▸ TO DO: The records below are to be restated word for word, with every picture left out.

▸ Image point grounding data:
────────────────

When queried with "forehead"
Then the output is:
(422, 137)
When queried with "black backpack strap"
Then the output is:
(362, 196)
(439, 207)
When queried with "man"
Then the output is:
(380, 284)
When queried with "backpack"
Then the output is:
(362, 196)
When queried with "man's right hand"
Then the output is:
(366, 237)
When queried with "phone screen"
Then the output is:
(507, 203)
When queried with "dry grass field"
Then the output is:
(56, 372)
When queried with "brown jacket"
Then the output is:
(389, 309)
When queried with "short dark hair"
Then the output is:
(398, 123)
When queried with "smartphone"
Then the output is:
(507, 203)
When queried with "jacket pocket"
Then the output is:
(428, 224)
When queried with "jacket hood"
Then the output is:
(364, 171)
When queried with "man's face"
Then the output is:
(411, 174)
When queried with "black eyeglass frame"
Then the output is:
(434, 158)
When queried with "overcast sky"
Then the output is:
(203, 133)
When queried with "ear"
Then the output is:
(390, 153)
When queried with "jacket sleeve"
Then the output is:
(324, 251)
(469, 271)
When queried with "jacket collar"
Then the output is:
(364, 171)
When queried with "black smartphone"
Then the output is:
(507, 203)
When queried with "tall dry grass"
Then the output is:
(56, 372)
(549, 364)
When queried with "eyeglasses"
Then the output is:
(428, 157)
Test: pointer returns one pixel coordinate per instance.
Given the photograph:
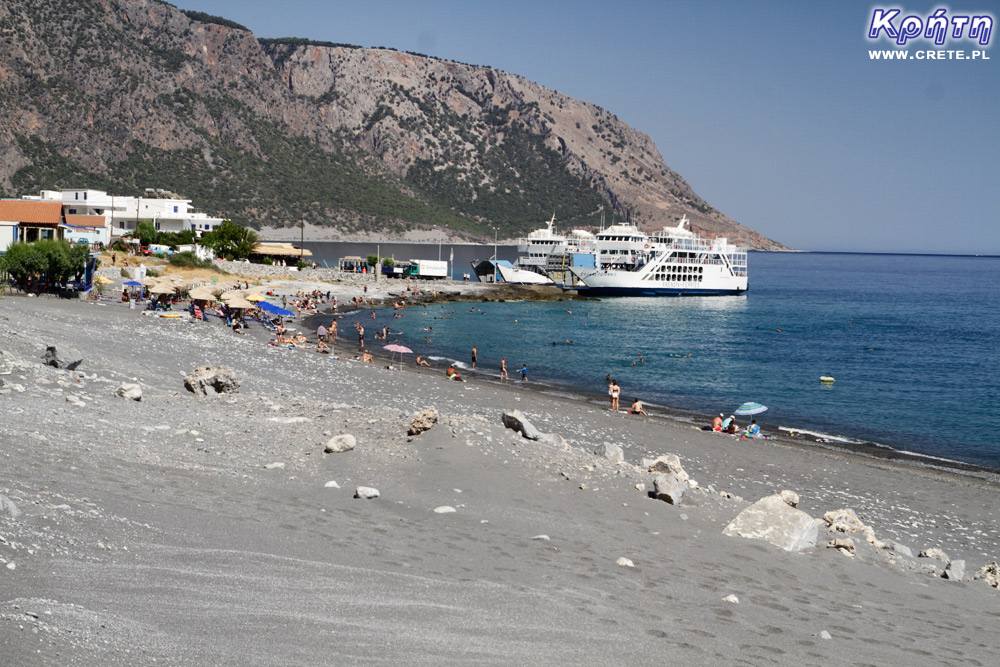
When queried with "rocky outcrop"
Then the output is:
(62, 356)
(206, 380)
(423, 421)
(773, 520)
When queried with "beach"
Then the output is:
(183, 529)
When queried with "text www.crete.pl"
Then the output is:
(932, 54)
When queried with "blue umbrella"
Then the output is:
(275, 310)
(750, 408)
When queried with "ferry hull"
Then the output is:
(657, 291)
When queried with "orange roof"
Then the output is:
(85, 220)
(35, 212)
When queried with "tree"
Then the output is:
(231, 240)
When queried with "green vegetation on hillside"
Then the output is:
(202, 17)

────────────────

▸ REPLY TO THE TASK:
When queried with "forehead"
Then the output is:
(422, 137)
When queried with "black backpack strap"
Then the output is:
(362, 196)
(439, 207)
When queried with "man"
Then the output is:
(380, 284)
When queried with "backpack"
Then the output is:
(362, 196)
When queried with "man's right hand"
Then the output is:
(366, 237)
When queried with "phone screen"
Then the output is:
(507, 203)
When queried with "dry grass field"
Then the output is:
(56, 372)
When queried with "brown jacket"
Then the output is:
(389, 309)
When queried with "short dark hair"
Then the output is:
(398, 123)
When queried with "smartphone"
Then the output is:
(507, 203)
When queried with "jacket pocket"
Then the output is:
(428, 224)
When queried with "jacket hood"
Then the output is:
(364, 171)
When queried with "man's face"
Then the output is:
(411, 174)
When queried with "black eyeglass frame"
Then the output is:
(434, 158)
When queried with "overcast sky"
Then the output is:
(203, 133)
When queried with "ear"
Then the output is:
(390, 153)
When queried with "jacket sleeve"
Then the output is:
(324, 251)
(469, 271)
When queried with "jacket collar"
Then the output is:
(364, 171)
When queried with "black smartphone"
Then the output is:
(507, 203)
When queried with "tall dry grass"
Then the output is:
(56, 372)
(549, 364)
When queried with "eyeglasses"
Then the output is:
(428, 157)
Test: pointer returns one pixel coordinate per instance.
Given the photograph:
When queried with "rocky outcrop"
Then the output is:
(62, 356)
(206, 380)
(423, 421)
(773, 520)
When queried with "beach"
Then the output is:
(183, 529)
When queried with "text www.crete.pl"
Then the output is:
(932, 54)
When queried with "blue umbrella"
Then the output is:
(275, 310)
(750, 408)
When queried with "ferry hull"
Then the output is:
(657, 291)
When queried with "orange roof"
Then the output is:
(85, 220)
(35, 212)
When queried with "tree"
Then the output is:
(231, 240)
When queried with "green vegetation on hillside"
Then the output is:
(202, 17)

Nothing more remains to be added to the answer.